» ENTRIES PROVIDED:

= = =

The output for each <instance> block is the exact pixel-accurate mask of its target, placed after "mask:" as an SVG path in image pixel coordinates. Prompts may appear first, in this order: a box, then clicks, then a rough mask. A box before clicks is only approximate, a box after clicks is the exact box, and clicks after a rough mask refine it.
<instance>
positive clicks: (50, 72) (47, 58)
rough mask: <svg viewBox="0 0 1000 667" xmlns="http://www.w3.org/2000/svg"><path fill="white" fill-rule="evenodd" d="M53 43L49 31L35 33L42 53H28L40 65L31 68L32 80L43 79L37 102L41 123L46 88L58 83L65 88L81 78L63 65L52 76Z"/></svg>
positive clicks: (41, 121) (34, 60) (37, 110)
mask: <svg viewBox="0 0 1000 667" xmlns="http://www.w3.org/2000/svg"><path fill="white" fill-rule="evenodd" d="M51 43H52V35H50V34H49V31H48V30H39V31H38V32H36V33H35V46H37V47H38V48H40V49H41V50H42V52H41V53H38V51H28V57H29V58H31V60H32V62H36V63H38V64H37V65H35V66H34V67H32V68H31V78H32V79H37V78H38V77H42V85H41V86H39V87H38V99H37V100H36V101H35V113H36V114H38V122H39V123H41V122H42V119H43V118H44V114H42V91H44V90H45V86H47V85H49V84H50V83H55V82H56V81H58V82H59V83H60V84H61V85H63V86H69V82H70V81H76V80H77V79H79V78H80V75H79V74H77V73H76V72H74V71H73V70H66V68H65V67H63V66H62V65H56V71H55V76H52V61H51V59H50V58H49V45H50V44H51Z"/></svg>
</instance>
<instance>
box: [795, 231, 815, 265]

= = =

» TASK BRIEF: Repeat the data precisely, reproducing every entry.

» YOUR RESPONSE:
The output for each <instance> block is the exact pixel-accurate mask of its target, placed after "mask:" as an SVG path in image pixel coordinates. Prompts may appear first, in this order: a box, then clicks, then a rough mask. A box before clicks is only approximate, a box after clicks is the exact box, and clicks after a rough mask refine it.
<instance>
positive clicks: (50, 72) (47, 58)
rough mask: <svg viewBox="0 0 1000 667" xmlns="http://www.w3.org/2000/svg"><path fill="white" fill-rule="evenodd" d="M53 43L49 31L35 33L42 53H28L40 65L31 68L32 80L43 79L37 102L41 123L46 88L58 83L65 88L81 78L63 65L52 76Z"/></svg>
positive clicks: (41, 121) (34, 60) (37, 110)
mask: <svg viewBox="0 0 1000 667" xmlns="http://www.w3.org/2000/svg"><path fill="white" fill-rule="evenodd" d="M51 43H52V35H50V34H49V31H48V30H39V31H38V32H36V33H35V46H37V47H38V48H40V49H41V50H42V52H41V53H38V51H28V57H29V58H31V60H32V62H36V63H38V64H37V65H35V66H34V67H32V68H31V78H32V79H37V78H38V77H42V85H41V86H39V87H38V99H37V100H36V101H35V113H36V114H38V122H39V123H41V122H42V119H43V118H44V114H42V91H44V90H45V86H47V85H49V84H50V83H55V82H56V81H58V82H59V83H60V84H61V85H63V86H69V82H70V81H76V80H77V79H79V78H80V75H79V74H77V73H76V72H74V71H73V70H66V68H65V67H63V66H62V65H56V71H55V76H52V61H51V59H50V58H49V45H50V44H51Z"/></svg>
</instance>
<instance>
box: [795, 231, 815, 265]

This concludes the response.